### [SELECTED TEXT]
((

At a press conference at the Ohio Statehouse, State Representatives Andy Thompson (R-Marietta) and Ron Young (R-Leroy Twp.) discussed recently introduced legislation that protects Ohio employers and residents from the penalty provisions included in the Patient Protection and Affordable Care Act (PPACA).

House Bill 91, also known as the “Health Care Freedom Act,” uses the powers that the PPACA grants to states to prohibit insurance carriers operating in Ohio from receiving the payments that trigger penalties against employers and an estimated 387,000 Ohio taxpayers. Thus, it allows Ohioans to purchase or not purchase the health plan of their choice without the threat of punishment.

“We are convinced that we have found the means to protect Ohio’s citizens and businesses from the burdens of Obamacare,” said Representative Thompson. “House Bill 91 unequivocally defends the right of Ohioans to choose the health care they think best serves themselves and their families.”

The PPACA requires employers and individuals to purchase government-defined health insurance plans, and individuals and businesses that do not comply with those requirements are subject to tax penalties.

According to projections by Milliman, one of the world’s largest providers of actuarial services, in 2016 this penalty tax could be as high as $18,085 for a family of four headed by a 55-year-old. Families of four earning as little as $24,000 would face penalties of $2,085.

In 2014, businesses across Ohio will also face increased costs and penalties because of the PPACA. An employer with 100 workers would face a $140,000 penalty if it decides not to purchase government-defined health care.

Dr. Paul Vanek, chairman of, a national organization of physicians who oppose the PPACA on the grounds that it is not in the best interest of patients, said that House Bill 91 “will save [practicing physicians] the untold time costs and implementation costs associated with complying with the 183 unfunded bureaucracies of Obamacare.”

House Bill 91 has been referred to the House Health and Aging Committee.

))

### [RECORDS PROVIDED]

((

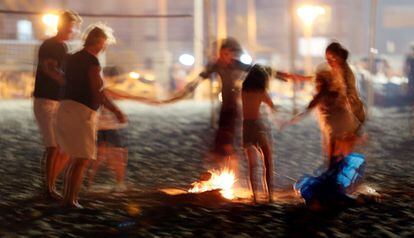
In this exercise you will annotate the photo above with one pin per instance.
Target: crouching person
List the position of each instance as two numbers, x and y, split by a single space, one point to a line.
112 150
77 116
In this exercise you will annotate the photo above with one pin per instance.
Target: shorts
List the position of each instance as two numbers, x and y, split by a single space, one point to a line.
228 123
45 111
76 130
255 132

))

### [PROBLEMS TO SOLVE]
(a) Please write out the part of the House Bill 91 press release starting at "According to projections" and ending at "penalties of $2,085.", keeping every word and mark unchanged.
(b) Summarize the House Bill 91 press release in two sentences.

### [TASK SOLUTIONS]
(a)
According to projections by Milliman, one of the world’s largest providers of actuarial services, in 2016 this penalty tax could be as high as $18,085 for a family of four headed by a 55-year-old. Families of four earning as little as $24,000 would face penalties of $2,085.

(b) At a press conference at the Ohio Statehouse, State Representatives Andy Thompson and Ron Young discussed House Bill 91, the "Health Care Freedom Act," which uses powers the PPACA grants to states to prohibit insurance carriers operating in Ohio from receiving the payments that trigger penalties against employers and an estimated 387,000 Ohio taxpayers. The bill has been referred to the House Health and Aging Committee.